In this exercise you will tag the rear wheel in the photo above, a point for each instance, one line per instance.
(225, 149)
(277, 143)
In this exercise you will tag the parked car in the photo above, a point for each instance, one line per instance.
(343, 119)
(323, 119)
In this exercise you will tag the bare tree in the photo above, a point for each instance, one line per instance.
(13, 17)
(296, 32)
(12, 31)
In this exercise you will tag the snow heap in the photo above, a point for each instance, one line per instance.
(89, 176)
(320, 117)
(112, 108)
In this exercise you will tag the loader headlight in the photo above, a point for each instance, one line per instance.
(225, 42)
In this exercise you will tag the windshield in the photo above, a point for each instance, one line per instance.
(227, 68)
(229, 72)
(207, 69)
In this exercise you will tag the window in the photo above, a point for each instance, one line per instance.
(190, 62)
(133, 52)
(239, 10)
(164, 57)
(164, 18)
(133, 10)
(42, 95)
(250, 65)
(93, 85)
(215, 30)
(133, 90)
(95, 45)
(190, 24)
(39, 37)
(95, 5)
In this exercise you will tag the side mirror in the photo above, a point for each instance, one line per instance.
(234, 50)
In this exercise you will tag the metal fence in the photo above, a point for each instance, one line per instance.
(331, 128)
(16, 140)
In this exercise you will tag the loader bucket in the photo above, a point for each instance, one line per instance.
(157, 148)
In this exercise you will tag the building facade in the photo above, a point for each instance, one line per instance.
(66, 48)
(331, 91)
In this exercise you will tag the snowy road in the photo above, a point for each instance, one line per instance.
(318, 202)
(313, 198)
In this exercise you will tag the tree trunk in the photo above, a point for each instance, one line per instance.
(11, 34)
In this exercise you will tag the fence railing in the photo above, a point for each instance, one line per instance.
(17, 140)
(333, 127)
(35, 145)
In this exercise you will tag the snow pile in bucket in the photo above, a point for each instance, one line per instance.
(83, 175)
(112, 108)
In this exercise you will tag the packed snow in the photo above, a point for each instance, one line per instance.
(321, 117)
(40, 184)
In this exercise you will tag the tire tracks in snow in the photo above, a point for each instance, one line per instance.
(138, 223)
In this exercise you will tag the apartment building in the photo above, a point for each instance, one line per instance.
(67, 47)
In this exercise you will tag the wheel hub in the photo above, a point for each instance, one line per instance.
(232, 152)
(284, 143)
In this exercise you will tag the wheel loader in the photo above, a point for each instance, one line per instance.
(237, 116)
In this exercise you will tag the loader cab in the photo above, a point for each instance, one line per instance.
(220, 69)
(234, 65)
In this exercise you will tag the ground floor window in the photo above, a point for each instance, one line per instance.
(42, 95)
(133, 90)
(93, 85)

==============================

◆ TASK STATEMENT
Write out the material exactly as given.

◆ SOLUTION BELOW
In this exercise you will tag the rear wheel in the photo above, a point for each instance, one line per instance.
(225, 149)
(277, 143)
In this exercise you will tag the parked car in the photo above, a point for each instance, one line per instance.
(343, 119)
(323, 119)
In this exercise you will tag the bare tree in the photo above, a point for each instance, one line per instance.
(13, 17)
(296, 32)
(12, 31)
In this exercise you will tag the snow heap in the photo above, a point for each instance, one line per instance.
(89, 176)
(320, 117)
(112, 108)
In this exercise you will tag the loader headlight in the photo above, a point for each instance, one line per instance.
(225, 42)
In this exercise you will tag the windshield in the photo above, a point for each instance, one line per instance.
(227, 68)
(229, 72)
(207, 69)
In this exercise you will tag the window in the photo above, a point for each instance, one line per instance.
(190, 62)
(133, 52)
(239, 10)
(164, 57)
(164, 18)
(133, 10)
(42, 95)
(250, 65)
(93, 85)
(215, 30)
(133, 90)
(95, 45)
(190, 24)
(39, 37)
(95, 5)
In this exercise you will tag the side mirror in the photo above, a point for each instance, one line per instance.
(234, 50)
In this exercise you will tag the metal fence in the photo above, a point for each instance, one line per instance.
(331, 128)
(16, 140)
In this exercise you will tag the loader bucket in the photo above, a point for each instance, one line per instance.
(157, 148)
In this exercise you will tag the building facade in the photo above, a point for each instance, one line per instance.
(66, 48)
(331, 91)
In this exercise you will tag the snowy road in the photo above, a point for each instance, one line per instance.
(318, 202)
(313, 198)
In this exercise you will tag the tree trunk in the photo above, a point for each instance, one line per instance.
(11, 34)
In this exercise you will tag the fence railing in the photo above, a point for each instance, one line per instance.
(17, 140)
(333, 127)
(35, 145)
In this exercise you will tag the snow pile in bucket in the photo above, a point for each instance, one line per instance.
(83, 175)
(112, 108)
In this exercise you will tag the packed snow in the photo above, a point for each instance, one line per instance.
(321, 117)
(40, 184)
In this exercise you will tag the tire tracks in snow in the photo above, a point for each instance, one line per instance.
(138, 223)
In this exercise you will tag the apartment building in the photo above, a point for each instance, one line per instance.
(67, 47)
In this exercise you will tag the wheel hub in the photo above, a point for each instance, one line per instance.
(232, 152)
(284, 143)
In this exercise you will tag the wheel loader in the photo above, a point for each instance, one line per instance.
(237, 116)
In this exercise you will tag the loader cab in the photo above, a point for each instance, one line per instance.
(220, 69)
(234, 65)
In this exercise you will tag the ground floor window in the photo above, a point for each instance, one line per instance.
(42, 95)
(133, 90)
(93, 85)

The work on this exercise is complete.